++++ Reading passage

DatologyAI also contributes synthetic data generation, producing over 10 trillion synthetic tokens paired with 10 trillion curated web tokens to form a 20 trillion token dataset for Trinity Large’s training.
Robust U.S. Infrastructure: Prime Intellect’s Contribution
Arcee’s capacity to conduct full-scale training domestically is bolstered by its infrastructure partner, Prime Intellect. Founded in early 2024, Prime Intellect aims to democratize AI compute access through a decentralized GPU marketplace and training stack.
While Prime Intellect gained attention for distributed training of INTELLECT-1-a 10 billion parameter model trained across contributors in five countries-its more recent work, including the 106 billion parameter INTELLECT-3, acknowledges that centralized infrastructure remains more efficient for models exceeding 100 billion parameters.
For Trinity Mini and Nano, Prime Intellect provided the orchestration stack, a customized TorchTitan runtime, and a physical compute environment featuring 512 H200 GPUs operating in a bf16 pipeline with high-efficiency HSDP parallelism. It also hosts the 2048 B300 GPU cluster currently training Trinity Large.
This collaboration highlights the distinction between branding and execution: while Prime Intellect’s long-term vision is decentralized compute, its immediate value to Arcee lies in delivering efficient, transparent training infrastructure under U.S. jurisdiction with clear provenance and security controls.
Championing Model Sovereignty in Enterprise AI
Arcee’s commitment to full pretraining reflects a broader conviction that the future of enterprise AI hinges on owning the entire training pipeline-not merely fine-tuning existing models. As AI systems grow more autonomous and adaptive, compliance and control over training objectives will become as critical as raw performance.
“As applications become more sophisticated, the line between ‘model’ and ‘product’ blurs,” Atkins noted in Arcee’s Trinity manifesto. “Building such software requires control over both the model weights and the training process, not just the instruction layer.”
This philosophy distinguishes Trinity from other open-weight initiatives. Rather than modifying third-party base models, Arcee has developed its own-from data curation to deployment infrastructure and optimization algorithms-in partnership with organizations aligned with its vision of openness and sovereignty.
Anticipating the Launch of Trinity Large
Training is underway for Trinity Large, a 420 billion parameter MoE model scaling the AFMoE architecture with an expanded expert set.
The training dataset comprises 20 trillion tokens, evenly split between synthetic data from DatologyAI and carefully curated web data.
Scheduled for release in January 2026, Trinity Large will be accompanied by a comprehensive technical report.
If successful, Trinity Large will stand among the few fully open-weight, U.S.-trained frontier-scale models, positioning Arcee as a formidable contender in the open AI ecosystem at a time when most American LLM projects remain closed or rely on foreign foundations.
Renewed Commitment to U.S.-Based Open Source AI
In an environment where the most advanced open-weight models are increasingly dominated by Chinese research institutions, Arcee’s Trinity launch represents a rare and strategic effort to reclaim leadership in transparent, U.S.-controlled model development.
Supported by specialized partners in data and infrastructure and built from the ground up for long-term adaptability, Trinity exemplifies how smaller, lesser-known companies can still drive innovation and push boundaries in an industry trending toward commoditization and productization.
While the ultimate test will be whether Trinity Large can rival better-funded competitors, the early success of Mini and Nano, combined with a robust architectural foundation, suggests Arcee’s core thesis is gaining traction: that model sovereignty-not just scale-will define the next chapter of AI advancement.

++++++++

Task: Reproduce word for word everything in the Trinity article from "DatologyAI also contributes" down to "Trinity Large’s training.".

++++ Supplied records

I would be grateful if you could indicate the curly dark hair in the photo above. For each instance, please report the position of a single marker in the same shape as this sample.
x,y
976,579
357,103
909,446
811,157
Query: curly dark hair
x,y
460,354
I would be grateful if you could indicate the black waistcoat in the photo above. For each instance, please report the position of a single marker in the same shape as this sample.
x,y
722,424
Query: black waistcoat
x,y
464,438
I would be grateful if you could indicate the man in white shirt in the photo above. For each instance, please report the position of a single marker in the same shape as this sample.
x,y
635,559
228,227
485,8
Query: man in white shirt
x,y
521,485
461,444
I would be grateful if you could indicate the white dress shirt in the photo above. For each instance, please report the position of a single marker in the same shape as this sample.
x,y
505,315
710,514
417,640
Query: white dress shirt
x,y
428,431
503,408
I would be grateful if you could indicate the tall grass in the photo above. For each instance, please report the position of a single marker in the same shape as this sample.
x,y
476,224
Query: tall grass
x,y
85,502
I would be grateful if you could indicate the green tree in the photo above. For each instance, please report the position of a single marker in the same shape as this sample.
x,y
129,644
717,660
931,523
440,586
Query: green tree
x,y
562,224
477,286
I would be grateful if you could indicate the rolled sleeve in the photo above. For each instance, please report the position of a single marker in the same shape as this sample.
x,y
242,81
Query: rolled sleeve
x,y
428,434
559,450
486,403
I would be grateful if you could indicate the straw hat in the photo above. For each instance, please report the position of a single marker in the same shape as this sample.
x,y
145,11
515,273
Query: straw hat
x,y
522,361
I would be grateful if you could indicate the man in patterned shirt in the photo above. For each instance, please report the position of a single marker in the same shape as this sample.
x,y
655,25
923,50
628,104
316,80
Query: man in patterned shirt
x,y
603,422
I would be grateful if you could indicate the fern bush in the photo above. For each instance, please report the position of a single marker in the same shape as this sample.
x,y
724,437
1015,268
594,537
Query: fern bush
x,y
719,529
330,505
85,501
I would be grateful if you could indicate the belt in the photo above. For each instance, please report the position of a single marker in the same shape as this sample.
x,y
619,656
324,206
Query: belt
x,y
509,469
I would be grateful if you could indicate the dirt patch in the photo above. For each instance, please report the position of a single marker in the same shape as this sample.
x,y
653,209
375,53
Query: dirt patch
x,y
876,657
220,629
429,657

++++++++

Task solution:
DatologyAI also contributes synthetic data generation, producing over 10 trillion synthetic tokens paired with 10 trillion curated web tokens to form a 20 trillion token dataset for Trinity Large’s training.